[PROBLEM STATEMENT]: The result should be an exact copy of every record, with no pictures kept.

[MATERIAL FOR THIS TASK]:
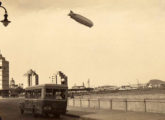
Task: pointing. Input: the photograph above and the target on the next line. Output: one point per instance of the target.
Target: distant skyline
(126, 42)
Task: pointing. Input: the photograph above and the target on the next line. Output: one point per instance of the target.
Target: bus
(47, 99)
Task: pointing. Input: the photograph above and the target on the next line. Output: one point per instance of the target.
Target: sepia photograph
(82, 60)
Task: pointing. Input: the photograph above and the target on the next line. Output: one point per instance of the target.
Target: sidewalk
(93, 114)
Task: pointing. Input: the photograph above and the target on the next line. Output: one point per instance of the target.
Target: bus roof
(47, 86)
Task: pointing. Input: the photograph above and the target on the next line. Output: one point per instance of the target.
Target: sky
(125, 45)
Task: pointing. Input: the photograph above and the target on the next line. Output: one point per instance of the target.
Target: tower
(4, 74)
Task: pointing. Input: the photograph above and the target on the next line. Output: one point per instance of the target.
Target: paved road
(9, 110)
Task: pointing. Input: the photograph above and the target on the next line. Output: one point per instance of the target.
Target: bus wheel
(22, 111)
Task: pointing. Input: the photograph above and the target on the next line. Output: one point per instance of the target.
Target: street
(9, 110)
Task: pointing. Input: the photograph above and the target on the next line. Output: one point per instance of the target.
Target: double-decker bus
(45, 99)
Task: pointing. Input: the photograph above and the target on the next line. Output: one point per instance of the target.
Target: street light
(5, 22)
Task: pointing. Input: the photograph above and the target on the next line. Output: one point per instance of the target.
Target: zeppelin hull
(81, 19)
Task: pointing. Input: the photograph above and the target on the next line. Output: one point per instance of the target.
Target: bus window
(37, 93)
(49, 93)
(55, 93)
(60, 94)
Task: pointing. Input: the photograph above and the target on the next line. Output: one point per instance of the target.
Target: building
(106, 88)
(4, 76)
(155, 83)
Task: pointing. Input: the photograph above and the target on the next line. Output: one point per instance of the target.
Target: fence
(138, 105)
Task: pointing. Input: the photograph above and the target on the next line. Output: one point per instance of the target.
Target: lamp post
(5, 21)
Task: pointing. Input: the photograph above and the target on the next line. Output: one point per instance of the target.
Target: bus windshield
(58, 94)
(36, 93)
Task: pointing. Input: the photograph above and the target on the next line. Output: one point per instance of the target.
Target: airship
(81, 19)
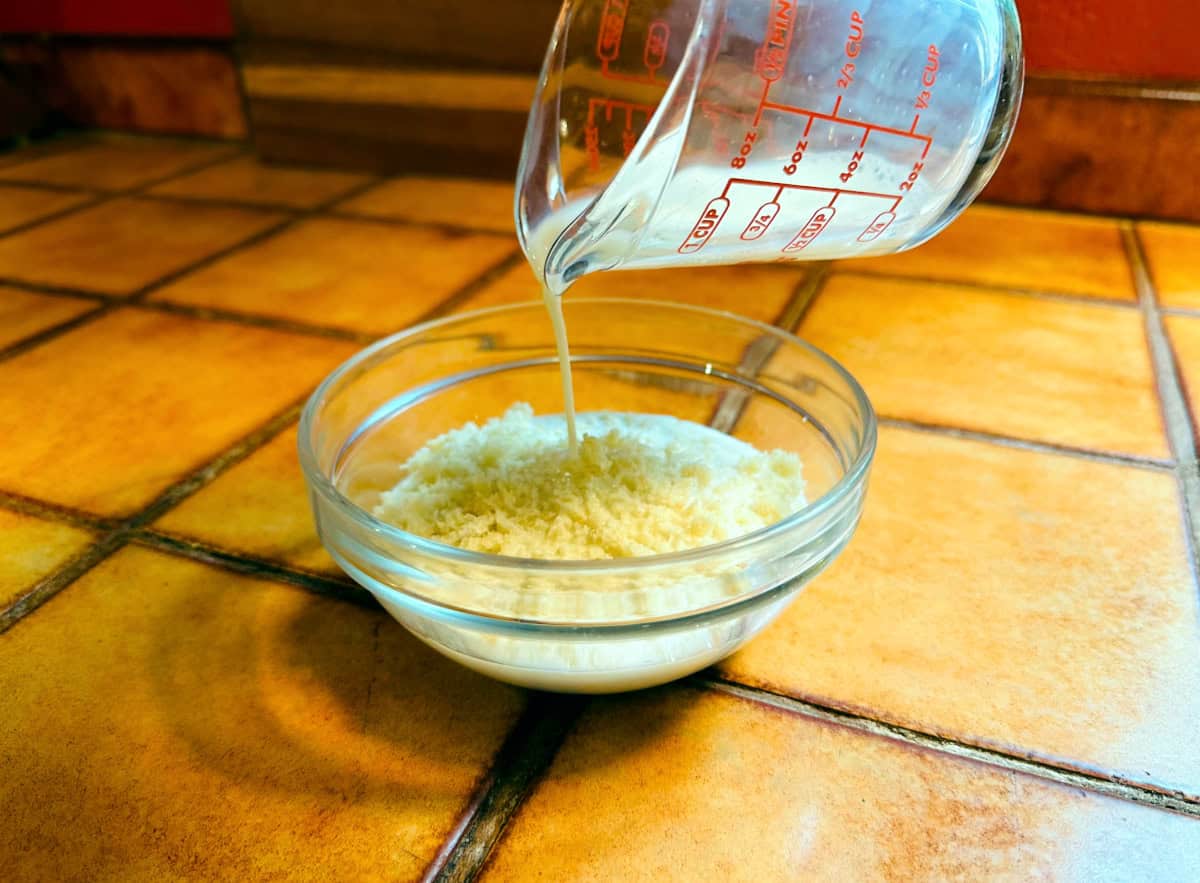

[WRITTEN ANSWER]:
Task: pointing. Input: the photograph above and the target on the next line. Output: one point per instance of the target.
Target: distant skyline
(126, 42)
Task: pointing. Input: the photograph above and the target on the next line. Output: one point per instance of the target.
Target: bus
(47, 99)
Task: pointing. Input: the photograph above and the target on the next line. Output: one point per instance of the target.
Target: sepia photograph
(82, 60)
Task: pointing. Input: the photograph above and the target on the next line. Output: one point per instance of the target.
Target: sidewalk
(93, 114)
Task: pointing. Input: the photograph above and the target on the next line. Output: one point per instance of the target.
Target: bus roof
(47, 86)
Task: pointing. Input: the photograph above and the target on the next line. Output: one point per instance of the target.
Target: sky
(125, 45)
Task: pointing. Input: the photograph above and the target on the next line. Output: one point per instance of the target.
Target: tower
(4, 74)
Task: pointing. Input: the photograph above and the target on the next line. Output: one point per instance of the target.
Target: paved road
(9, 110)
Task: pointing. Input: the photograph above and the target on the next line. Output: one point per instance of the target.
Target: bus wheel
(22, 111)
Task: pointing. Input: the photograph above and the target on the next line. Output: one point per instance of the target.
Target: street
(9, 110)
Task: pointing. Input: the photograph above and the target on the next line. Output: one point per instance of the target.
Target: double-decker bus
(45, 99)
Task: pointing. Input: the photograph above and the target on the next line. Output: one point per instance of the target.
Target: street light
(5, 22)
Task: pointing. Input: the photograph above and the target on the next line. Output: one point per instance of the target.
Target: zeppelin hull
(81, 19)
Task: pointing. Input: the photograph above and the target on the next line. Output: one point per instance of the target.
Target: bus window
(37, 93)
(49, 93)
(55, 93)
(60, 94)
Task: pointing. Input: the photograph above and the target on the next line. Output: one point per instance of the target.
Target: building
(106, 88)
(4, 76)
(155, 83)
Task: pointing. Input: the photograph above and the target on the next line. Output: one point per instance of the target.
Target: fence
(138, 105)
Task: pointing. Input: the photograph above and the target on the next line. Output: one point per instance of the target.
Target: lamp post
(5, 21)
Task: pointing. Input: the photograph above and the target on the next line. Output: one point per instance of the target.
Target: bus windshield
(58, 94)
(36, 93)
Task: pointing. Input: the photograph above and the target on the next line. Output: one point per instance of the target.
Target: airship
(81, 19)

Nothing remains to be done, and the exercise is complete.